#### Exercise aim
Reproduce these lines with "in this photo" swapped for "in this image" everywhere and nothing else changed, and leave the pictures out of your answer.

#### Material shown
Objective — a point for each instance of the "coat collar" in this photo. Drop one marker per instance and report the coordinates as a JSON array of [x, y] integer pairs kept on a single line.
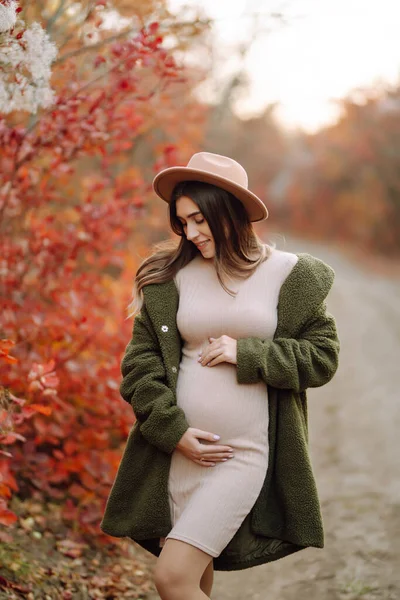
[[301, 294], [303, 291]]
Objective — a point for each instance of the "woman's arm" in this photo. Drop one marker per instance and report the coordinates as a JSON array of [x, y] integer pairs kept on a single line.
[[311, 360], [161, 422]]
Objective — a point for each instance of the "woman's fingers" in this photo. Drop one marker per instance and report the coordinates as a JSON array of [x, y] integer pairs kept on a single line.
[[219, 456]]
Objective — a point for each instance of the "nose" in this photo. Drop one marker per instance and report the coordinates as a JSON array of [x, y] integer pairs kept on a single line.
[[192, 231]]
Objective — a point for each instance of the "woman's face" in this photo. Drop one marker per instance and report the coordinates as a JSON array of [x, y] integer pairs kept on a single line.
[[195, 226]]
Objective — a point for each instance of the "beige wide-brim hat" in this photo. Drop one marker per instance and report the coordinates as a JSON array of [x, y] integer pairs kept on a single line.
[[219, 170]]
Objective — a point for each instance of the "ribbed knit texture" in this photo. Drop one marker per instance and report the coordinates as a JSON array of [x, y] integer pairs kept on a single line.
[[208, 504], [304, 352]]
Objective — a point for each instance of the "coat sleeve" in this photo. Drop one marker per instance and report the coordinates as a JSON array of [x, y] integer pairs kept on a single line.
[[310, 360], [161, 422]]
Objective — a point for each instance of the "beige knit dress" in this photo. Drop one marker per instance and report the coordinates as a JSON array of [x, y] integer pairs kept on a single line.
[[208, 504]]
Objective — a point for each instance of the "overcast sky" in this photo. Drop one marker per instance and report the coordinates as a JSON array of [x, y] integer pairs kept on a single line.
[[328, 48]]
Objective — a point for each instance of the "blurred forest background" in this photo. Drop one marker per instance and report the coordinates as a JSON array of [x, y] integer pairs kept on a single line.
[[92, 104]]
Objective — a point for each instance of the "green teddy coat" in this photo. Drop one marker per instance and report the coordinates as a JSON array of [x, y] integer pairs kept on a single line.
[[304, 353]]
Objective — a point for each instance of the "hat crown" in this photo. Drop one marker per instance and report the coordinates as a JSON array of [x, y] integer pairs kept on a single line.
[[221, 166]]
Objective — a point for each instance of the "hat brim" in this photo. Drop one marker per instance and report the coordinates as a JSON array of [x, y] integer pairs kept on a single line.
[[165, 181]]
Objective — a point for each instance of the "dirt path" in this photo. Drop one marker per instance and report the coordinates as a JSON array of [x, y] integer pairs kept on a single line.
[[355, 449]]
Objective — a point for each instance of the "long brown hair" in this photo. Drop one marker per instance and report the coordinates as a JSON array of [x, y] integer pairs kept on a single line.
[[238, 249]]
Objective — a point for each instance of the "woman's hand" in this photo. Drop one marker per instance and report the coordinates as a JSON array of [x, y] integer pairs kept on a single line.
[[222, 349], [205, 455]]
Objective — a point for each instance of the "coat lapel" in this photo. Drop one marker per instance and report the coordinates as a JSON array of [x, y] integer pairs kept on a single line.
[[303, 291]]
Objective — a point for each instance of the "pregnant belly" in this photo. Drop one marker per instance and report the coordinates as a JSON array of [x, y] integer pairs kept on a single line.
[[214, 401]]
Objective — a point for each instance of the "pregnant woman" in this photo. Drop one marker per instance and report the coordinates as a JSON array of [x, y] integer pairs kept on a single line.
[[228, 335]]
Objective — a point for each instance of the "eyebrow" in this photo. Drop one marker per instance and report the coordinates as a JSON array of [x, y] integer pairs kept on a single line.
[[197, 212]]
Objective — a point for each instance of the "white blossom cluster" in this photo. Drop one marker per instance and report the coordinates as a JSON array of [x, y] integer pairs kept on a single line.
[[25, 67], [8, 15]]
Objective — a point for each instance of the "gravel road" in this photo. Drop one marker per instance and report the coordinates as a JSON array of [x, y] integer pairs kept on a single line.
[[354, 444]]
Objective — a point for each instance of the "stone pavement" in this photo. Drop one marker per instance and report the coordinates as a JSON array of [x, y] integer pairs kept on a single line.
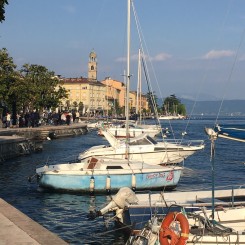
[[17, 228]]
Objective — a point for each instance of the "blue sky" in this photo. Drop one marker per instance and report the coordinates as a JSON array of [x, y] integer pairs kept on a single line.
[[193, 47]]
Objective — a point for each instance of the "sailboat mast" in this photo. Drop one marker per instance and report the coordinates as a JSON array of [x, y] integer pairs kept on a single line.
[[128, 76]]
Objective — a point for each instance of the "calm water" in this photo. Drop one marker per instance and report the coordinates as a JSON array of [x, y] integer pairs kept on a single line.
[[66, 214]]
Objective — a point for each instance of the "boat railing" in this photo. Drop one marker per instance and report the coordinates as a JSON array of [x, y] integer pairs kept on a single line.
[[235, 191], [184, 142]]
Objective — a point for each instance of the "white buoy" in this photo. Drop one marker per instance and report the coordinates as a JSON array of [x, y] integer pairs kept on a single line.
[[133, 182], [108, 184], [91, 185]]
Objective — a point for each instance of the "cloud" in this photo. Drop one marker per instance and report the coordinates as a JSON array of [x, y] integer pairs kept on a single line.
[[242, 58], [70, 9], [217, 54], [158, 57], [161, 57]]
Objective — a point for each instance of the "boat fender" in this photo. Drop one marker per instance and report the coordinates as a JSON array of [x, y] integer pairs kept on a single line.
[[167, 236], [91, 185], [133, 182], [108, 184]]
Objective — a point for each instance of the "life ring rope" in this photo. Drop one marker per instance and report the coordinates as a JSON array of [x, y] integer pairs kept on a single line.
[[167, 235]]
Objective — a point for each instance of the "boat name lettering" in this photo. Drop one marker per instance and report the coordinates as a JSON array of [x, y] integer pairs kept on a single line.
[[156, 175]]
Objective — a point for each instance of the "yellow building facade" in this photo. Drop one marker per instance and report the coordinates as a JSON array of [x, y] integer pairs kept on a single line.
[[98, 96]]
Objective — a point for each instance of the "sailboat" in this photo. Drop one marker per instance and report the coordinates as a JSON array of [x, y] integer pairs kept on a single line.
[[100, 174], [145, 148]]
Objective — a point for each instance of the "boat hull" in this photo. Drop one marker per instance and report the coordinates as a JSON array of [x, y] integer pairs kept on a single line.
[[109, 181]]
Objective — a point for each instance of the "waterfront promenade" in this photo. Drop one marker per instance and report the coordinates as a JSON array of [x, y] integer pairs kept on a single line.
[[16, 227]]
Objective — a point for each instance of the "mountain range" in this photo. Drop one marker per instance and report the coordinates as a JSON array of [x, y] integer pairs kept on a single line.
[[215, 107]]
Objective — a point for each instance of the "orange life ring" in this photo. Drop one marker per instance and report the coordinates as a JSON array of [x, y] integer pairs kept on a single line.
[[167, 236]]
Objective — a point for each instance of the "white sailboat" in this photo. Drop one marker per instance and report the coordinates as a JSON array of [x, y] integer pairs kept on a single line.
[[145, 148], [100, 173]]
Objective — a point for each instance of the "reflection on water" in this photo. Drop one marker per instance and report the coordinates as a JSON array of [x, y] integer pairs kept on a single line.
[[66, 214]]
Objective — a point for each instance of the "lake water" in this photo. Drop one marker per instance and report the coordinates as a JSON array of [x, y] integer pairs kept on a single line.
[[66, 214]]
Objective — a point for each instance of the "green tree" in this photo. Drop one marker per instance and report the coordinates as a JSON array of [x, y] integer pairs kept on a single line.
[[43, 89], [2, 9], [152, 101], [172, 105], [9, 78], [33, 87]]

#### Correct result
Objective — a point for each instance of the "coat collar" in this image. Drop one marker per instance and report the coordinates as a JSON array of [x, y] integer pairs kept on a single line.
[[301, 294], [303, 291]]
Objective — a point for each instance of the "woman's arm" in this image. Drop one marker per instance and report the coordinates as a JSON array of [x, y] integer pairs kept on a single line.
[[311, 360], [161, 422]]
Objective — a point for each instance of the "woman's fingers" in this image. Drop one marker per instance and report the coordinates as a JSON array of [x, y] integer pairs kept on a single line.
[[219, 456]]
Objective — a point for each instance of the "nose" in this image. Drop one marker per instance and report the coordinates as a JSON array of [x, y] integer pairs kept on a single line.
[[192, 231]]
Objective — a point for each instance of the "woman's face" in this image. Drop one marker per instance and report the coordinates as a JSON array of [x, y] integer pairs kept on a single line.
[[195, 226]]
Objective — a point for each instance of the "beige wide-brim hat" in this image. Drop one marker per instance and report the coordinates as a JSON array of [x, y] integer pairs kept on a single line.
[[219, 170]]
Objective — a point for each instance of the "ribbed knit texture" in this image. Drop one marker per instance and report the coordinates as a JSON array of [x, y] integer pairs kept on a single line.
[[208, 504], [304, 352]]
Objective — a point for each instance of the "coat sleeve" in this image. Drop one marker per instance and report the coordinates as a JSON array of [x, y] integer pairs kept on a single line.
[[310, 360], [161, 422]]
Objective — a point for each instance of the "beige knit dress" in this image. Drop one marker per instance and report the coordinates as a JSON array of [x, y] integer pairs kept on a single line.
[[208, 504]]
Objective — a point for each instance of the "overcast sky" in this image. Drop one marker per instance and report the coordinates as a JSON array of [x, y] integer pairs kept on a single line.
[[328, 48]]
Objective — a point for each instance of the "blurred forest background" in this image. Drop one marker per instance and report the coordinates as a JSON array of [x, y] integer pairs kept on a single line.
[[92, 104]]
Objective — a point for each instance of the "green teddy coat" in this image. Drop one marker per instance and report the coordinates as a JSON array of [x, y] integer pairs kept on a single line.
[[304, 353]]
Objective — a point for each instance of the "hat crown" in this image. Drop one marker per instance and report the coordinates as a JSON array of [x, y] integer pairs kept on a single line.
[[221, 166]]
Objective — a point for each instance of the "hat brim" in this image. Drop one marker per instance and report the coordinates as a JSON array of [x, y] integer pairs kept on a single line.
[[165, 181]]
Objective — a point for each instance of the "dirt path" in this image. Drop one marker per instance and report the coordinates as a JSON array of [x, y] integer pairs kept on a single line.
[[355, 449]]
Objective — a point for each instance of the "long brown hair" in this image. Drop one marker per instance and report the coordinates as a JSON array of [x, y] integer pairs kept on a single line.
[[238, 249]]
Objective — a point for each instance of the "woman's hand" in this image. Drop one marker per instance and report the coordinates as a JSON array of [x, y] integer pairs kept on a single line.
[[222, 349], [205, 455]]
Objective — a point for each instance of the "coat lapel" in this image. Drop one marker per instance and report the coordinates as a JSON array of [x, y] integer pairs kept on a single line.
[[303, 291]]
Objective — a point for each instance of the "pregnant belly" in this image. Drop one marker per instance and report the coordinates as a JSON array of [x, y] integer pairs kept on a single line.
[[214, 401]]
Objective — a point for each instance of the "pregnant woman" in this image. Drop one marker per instance and report the coordinates as a JSON array of [x, y] integer pairs kept on a single line.
[[228, 335]]
Objective — a point for each instance of the "eyebrow" in this image. Drop one marker per instance and report the coordinates as a JSON array of [x, y] integer pairs kept on a single line.
[[197, 212]]
Objective — a point for each instance of the "white blossom cluster" in this image. Drop one marker per instance and report the coordinates as a JSON array of [x, y] integer pairs kept on a single line.
[[25, 67], [8, 15]]
Objective — a point for each instance of the "gravel road" in this image. Drop one marker per instance and report the coordinates as a JSON array of [x, y] integer pairs kept on a single line.
[[354, 444]]
Objective — a point for each instance of the "stone pavement" in this image. Drop one marker per instance and report the coordinates as a JSON array of [x, y] integer pairs kept on a single line.
[[17, 228]]
Objective — a point for each instance of the "blue sky" in this image. Drop one marker per instance and report the coordinates as a JSON array of [x, y] integer pairs kept on a single line.
[[193, 47]]
Objective — a point for each instance of the "sailboat mast" in this image. Drop one marker per instance and report the coordinates as a JSON array of [x, y] integer pairs kept on a single line.
[[128, 76]]
Objective — a point for each instance of the "calm water" in this image. Drop one marker per instance and report the coordinates as a JSON array of [x, y] integer pairs kept on a single line.
[[66, 214]]
Objective — a point for each instance of the "boat railing" in this image. Drop one marker per instance and report the coordinates as a JSON array of [x, y] integer pairs kept on a single line.
[[235, 191], [184, 142]]
Objective — a point for each instance of the "white buoy" in this image. Drop one marker per instance and report the coordinates as a JSON array of [x, y] integer pairs kept on a single line.
[[133, 182], [108, 184], [91, 185]]
Objective — a point for each instance of the "cloud" in this image. Drop one marker per instance and report the coordinates as a JSON array of [x, y] integer pairs kept on a single line.
[[242, 58], [70, 9], [217, 54], [158, 57], [161, 57]]
Objective — a point for each instance of the "boat fender" in this image. Drop one marker per instance and report the coordinates as a JSON array of [x, y] integer pairs kept on a single line.
[[167, 236], [91, 185], [133, 182], [108, 184]]
Objective — a point for each instance of the "life ring rope" in this image. Drop one marker per instance and report the coordinates as a JSON array of [x, y] integer pairs kept on a single line.
[[167, 235]]
Objective — a point for each instance of the "boat name lettering" in this image. Drop one marker per instance and report the coordinates as a JSON array of [x, y] integer pairs kept on a single line.
[[156, 175]]
Objective — a point for each instance of the "yellow building facade" in this image. Drop one marker per instance and report the coordinates as a JSON array of [x, y] integer pairs kept on a single line.
[[98, 96]]
Objective — a point for each instance of the "sailboat" in this image. Drop one marker per instance and report the coordinates as a JSON array of [x, y] integer pairs kept on a single line.
[[100, 174], [145, 148]]
Objective — a point for each instance of the "boat hull" in this image. Drop one marker per instance and report the coordinates as a JSON array of [x, y] integer pairs kept on a single line.
[[109, 181]]
Objective — a point for each instance of the "waterfront promenade" in this image. Drop one marker per instance and report the coordinates as a JSON array of [x, y] integer pairs kept on a single line.
[[16, 227]]
Objective — a point for each instance of the "mountain range" in this image. Drop one marker per instance and report the coordinates as a JSON array of [x, y] integer pairs kept on a single line.
[[215, 107]]
Objective — a point for each instance of the "orange life ring" in this image. Drop one marker per instance and report the coordinates as a JSON array of [x, y] integer pairs kept on a single line.
[[167, 236]]
Objective — a point for each instance of the "white sailboat" in this image. Drop one marker per instance and report the coordinates as a JSON array of [x, y] integer pairs kept on a single line.
[[145, 148], [100, 173]]
Objective — a point for each instance of the "reflection on water" in this image. Drop one marker per instance and report the coordinates as a JSON array of [x, y] integer pairs kept on a single line.
[[66, 214]]
Objective — a point for each instance of the "lake water" in this image. Drop one marker per instance and report the coordinates as a JSON array of [x, y] integer pairs kept on a single line.
[[66, 214]]
Objective — a point for each instance of the "green tree" in this image. Drop one marker per instance and report the coordinates as a JSON array of [x, y] integer pairs kept on a single line.
[[43, 89], [2, 9], [152, 101], [172, 105], [9, 78], [33, 87]]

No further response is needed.